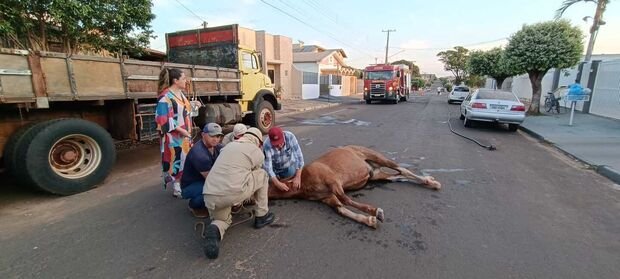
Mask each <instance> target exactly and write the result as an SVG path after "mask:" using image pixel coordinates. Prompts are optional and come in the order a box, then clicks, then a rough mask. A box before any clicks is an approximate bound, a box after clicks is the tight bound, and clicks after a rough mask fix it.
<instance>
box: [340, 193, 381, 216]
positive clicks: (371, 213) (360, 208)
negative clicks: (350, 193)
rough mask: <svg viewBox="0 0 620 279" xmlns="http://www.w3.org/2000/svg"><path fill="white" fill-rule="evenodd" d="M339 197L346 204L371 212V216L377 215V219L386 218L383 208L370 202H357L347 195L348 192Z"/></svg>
mask: <svg viewBox="0 0 620 279" xmlns="http://www.w3.org/2000/svg"><path fill="white" fill-rule="evenodd" d="M338 199H339V200H340V201H341V202H342V203H344V204H345V205H348V206H351V207H354V208H357V209H358V210H359V211H362V212H366V213H368V214H370V215H371V216H375V217H377V220H379V221H381V222H383V219H384V215H383V209H381V208H378V207H374V206H372V205H369V204H365V203H361V202H356V201H354V200H353V199H351V198H350V197H349V196H347V195H346V194H345V195H344V196H341V197H340V196H339V197H338Z"/></svg>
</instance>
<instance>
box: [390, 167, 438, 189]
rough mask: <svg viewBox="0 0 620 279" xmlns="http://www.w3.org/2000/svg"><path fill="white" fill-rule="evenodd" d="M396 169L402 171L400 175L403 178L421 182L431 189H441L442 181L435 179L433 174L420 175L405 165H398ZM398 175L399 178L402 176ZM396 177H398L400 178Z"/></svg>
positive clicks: (425, 186)
mask: <svg viewBox="0 0 620 279" xmlns="http://www.w3.org/2000/svg"><path fill="white" fill-rule="evenodd" d="M396 170H397V171H398V172H400V176H401V177H402V178H406V179H411V180H413V181H415V182H416V183H419V184H421V185H422V186H424V187H426V188H429V189H433V190H439V189H441V183H439V181H437V180H435V178H434V177H432V176H420V175H416V174H414V173H413V172H411V171H410V170H408V169H406V168H403V167H398V168H396ZM401 177H398V178H401ZM398 178H396V179H398Z"/></svg>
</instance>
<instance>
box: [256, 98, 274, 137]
mask: <svg viewBox="0 0 620 279" xmlns="http://www.w3.org/2000/svg"><path fill="white" fill-rule="evenodd" d="M274 123H276V115H275V113H274V111H273V106H272V105H271V103H270V102H268V101H261V102H260V103H259V104H258V108H257V109H256V111H255V112H254V127H256V128H258V129H259V130H260V131H261V132H262V133H263V134H267V133H269V129H271V127H273V125H274Z"/></svg>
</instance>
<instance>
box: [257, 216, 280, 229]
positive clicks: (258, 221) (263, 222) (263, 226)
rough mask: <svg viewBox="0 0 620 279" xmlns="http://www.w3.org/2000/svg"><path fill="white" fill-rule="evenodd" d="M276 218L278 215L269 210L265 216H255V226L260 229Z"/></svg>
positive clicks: (270, 222)
mask: <svg viewBox="0 0 620 279" xmlns="http://www.w3.org/2000/svg"><path fill="white" fill-rule="evenodd" d="M275 219H276V215H275V214H273V213H271V212H267V214H265V215H264V216H260V217H258V216H256V217H254V228H257V229H260V228H262V227H264V226H267V225H269V224H271V223H273V220H275Z"/></svg>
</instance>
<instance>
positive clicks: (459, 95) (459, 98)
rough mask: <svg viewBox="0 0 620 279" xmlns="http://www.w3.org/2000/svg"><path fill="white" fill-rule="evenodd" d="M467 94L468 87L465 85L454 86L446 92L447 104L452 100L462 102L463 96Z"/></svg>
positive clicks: (451, 103)
mask: <svg viewBox="0 0 620 279" xmlns="http://www.w3.org/2000/svg"><path fill="white" fill-rule="evenodd" d="M467 95H469V87H467V86H455V87H454V88H452V91H450V94H448V104H452V103H453V102H463V100H464V99H465V97H467Z"/></svg>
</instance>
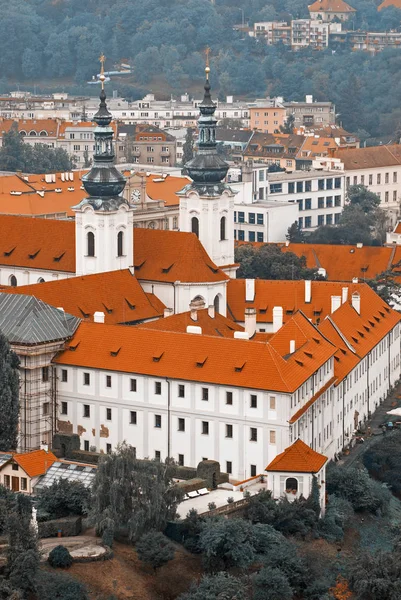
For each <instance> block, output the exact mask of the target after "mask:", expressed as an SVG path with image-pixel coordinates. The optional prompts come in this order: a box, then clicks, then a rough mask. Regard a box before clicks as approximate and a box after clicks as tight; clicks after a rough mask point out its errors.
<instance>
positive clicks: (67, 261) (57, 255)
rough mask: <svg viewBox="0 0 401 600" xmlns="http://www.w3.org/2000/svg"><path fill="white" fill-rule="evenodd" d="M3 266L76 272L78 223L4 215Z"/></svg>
mask: <svg viewBox="0 0 401 600" xmlns="http://www.w3.org/2000/svg"><path fill="white" fill-rule="evenodd" d="M0 231H1V235H0V264H2V265H12V266H17V267H30V268H32V269H43V270H48V271H64V272H67V273H74V272H75V223H74V222H73V221H61V220H51V219H32V218H28V217H16V216H9V215H0Z"/></svg>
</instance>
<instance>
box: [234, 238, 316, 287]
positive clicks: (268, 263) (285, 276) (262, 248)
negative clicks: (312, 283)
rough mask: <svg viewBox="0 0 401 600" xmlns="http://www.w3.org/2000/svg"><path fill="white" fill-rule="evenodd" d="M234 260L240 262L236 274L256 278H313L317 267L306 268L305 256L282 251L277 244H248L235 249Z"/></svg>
mask: <svg viewBox="0 0 401 600" xmlns="http://www.w3.org/2000/svg"><path fill="white" fill-rule="evenodd" d="M235 261H236V262H238V263H240V268H239V269H238V273H237V276H238V277H244V278H258V279H315V278H316V277H317V269H308V267H307V266H306V258H305V256H301V257H298V256H297V255H296V254H294V253H293V252H282V251H281V249H280V248H279V247H278V246H272V245H267V244H265V245H263V246H261V247H260V248H255V247H254V246H250V245H242V246H238V247H237V248H236V249H235Z"/></svg>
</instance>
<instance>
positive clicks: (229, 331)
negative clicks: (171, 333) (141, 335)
mask: <svg viewBox="0 0 401 600" xmlns="http://www.w3.org/2000/svg"><path fill="white" fill-rule="evenodd" d="M196 317H197V318H196V321H194V320H193V319H192V317H191V311H188V312H185V313H180V314H178V315H172V316H170V317H166V318H164V319H159V320H157V321H150V322H149V323H142V324H141V325H139V327H140V328H141V329H157V330H158V331H175V332H179V333H185V332H186V330H187V327H188V325H195V326H197V327H201V328H202V334H203V335H214V336H220V337H229V338H233V337H234V331H244V328H243V327H241V325H238V324H237V323H235V322H234V321H232V320H231V319H227V317H224V316H223V315H221V314H220V313H218V312H215V315H214V317H211V316H209V313H208V309H207V308H204V309H201V310H198V311H197V315H196Z"/></svg>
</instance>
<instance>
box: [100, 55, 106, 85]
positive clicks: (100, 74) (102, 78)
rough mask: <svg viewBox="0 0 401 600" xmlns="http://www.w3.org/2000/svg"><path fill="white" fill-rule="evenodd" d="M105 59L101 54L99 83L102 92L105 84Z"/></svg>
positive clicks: (103, 55) (105, 59)
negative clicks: (99, 82) (104, 73)
mask: <svg viewBox="0 0 401 600" xmlns="http://www.w3.org/2000/svg"><path fill="white" fill-rule="evenodd" d="M105 60H106V57H105V55H104V54H103V53H102V54H101V56H99V62H100V76H99V79H100V83H101V84H102V90H104V82H105V79H106V77H105V74H104V63H105Z"/></svg>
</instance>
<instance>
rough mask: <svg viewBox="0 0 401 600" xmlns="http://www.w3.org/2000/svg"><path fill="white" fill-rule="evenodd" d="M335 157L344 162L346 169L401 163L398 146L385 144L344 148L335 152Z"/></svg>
mask: <svg viewBox="0 0 401 600" xmlns="http://www.w3.org/2000/svg"><path fill="white" fill-rule="evenodd" d="M397 155H398V156H397ZM335 157H336V158H339V159H340V160H341V161H342V162H343V163H344V168H345V170H346V171H355V170H357V169H374V168H376V167H390V166H395V165H399V164H401V160H400V156H399V149H398V148H397V147H396V146H384V145H383V146H369V147H367V148H343V149H338V150H337V151H336V152H335Z"/></svg>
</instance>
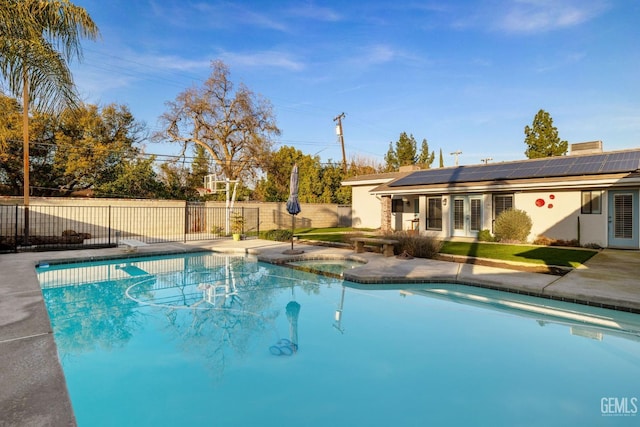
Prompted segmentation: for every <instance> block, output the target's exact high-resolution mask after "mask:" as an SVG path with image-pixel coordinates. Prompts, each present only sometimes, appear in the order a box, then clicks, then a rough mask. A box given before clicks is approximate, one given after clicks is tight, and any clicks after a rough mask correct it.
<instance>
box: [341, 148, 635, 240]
mask: <svg viewBox="0 0 640 427" xmlns="http://www.w3.org/2000/svg"><path fill="white" fill-rule="evenodd" d="M342 184H343V185H345V186H351V187H352V225H353V226H354V227H369V228H380V229H381V230H382V231H395V230H416V232H419V233H420V234H423V235H431V236H434V237H438V238H443V239H447V238H451V237H469V238H474V237H477V235H478V232H479V231H480V230H484V229H486V230H489V231H491V232H493V224H494V222H495V219H496V217H497V216H498V215H499V214H500V213H501V212H502V211H504V210H506V209H511V208H514V209H521V210H524V211H525V212H527V213H528V214H529V216H530V217H531V220H532V223H533V227H532V230H531V234H530V235H529V240H530V241H532V240H534V239H535V238H536V237H538V236H546V237H548V238H551V239H562V240H574V239H576V240H578V241H579V242H580V244H581V245H588V244H593V245H599V246H601V247H610V248H629V249H640V241H639V238H638V230H639V228H640V215H639V211H640V201H639V190H640V149H632V150H624V151H611V152H603V151H602V142H601V141H595V142H586V143H580V144H572V145H571V150H570V154H569V155H566V156H557V157H547V158H542V159H531V160H521V161H512V162H501V163H489V164H482V165H469V166H457V167H448V168H439V169H425V170H406V169H403V170H401V171H400V172H396V173H390V174H376V175H366V176H356V177H353V178H349V179H347V180H345V181H343V183H342Z"/></svg>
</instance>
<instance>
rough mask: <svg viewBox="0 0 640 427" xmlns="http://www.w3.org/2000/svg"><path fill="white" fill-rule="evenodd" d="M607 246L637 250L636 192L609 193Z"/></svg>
mask: <svg viewBox="0 0 640 427" xmlns="http://www.w3.org/2000/svg"><path fill="white" fill-rule="evenodd" d="M608 202H609V211H608V212H609V218H608V221H609V246H610V247H617V248H633V249H638V225H639V223H640V221H639V220H638V191H637V190H629V191H624V190H621V191H609V199H608Z"/></svg>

## EXERCISE AIM
Arrange the lines from the start of the material through the line containing "197L346 204L371 212V216L377", inclusive, as a Markdown table with the columns Row and Line. Number the rows, skip blank lines, and leave the pictures out.

## SOLUTION BELOW
| Row | Line |
|---|---|
| 1 | Mask each <instance> target exactly and write the result as an SVG path after "mask:" using image pixel coordinates. Prompts are optional and come in the order a box, then clicks, then a rough mask. A box before any clicks is an approximate bound, a box after clicks is the tight bound, and clicks after a rough mask fix it. |
| 2 | <instance> |
| 3 | box: [340, 193, 381, 216] |
| 4 | positive clicks: (371, 213) (360, 208) |
| 5 | negative clicks: (350, 193) |
| 6 | rough mask: <svg viewBox="0 0 620 279" xmlns="http://www.w3.org/2000/svg"><path fill="white" fill-rule="evenodd" d="M339 197L346 204L371 212V216L377 215V219L386 218L383 208L370 202H357L347 195L348 192Z"/></svg> |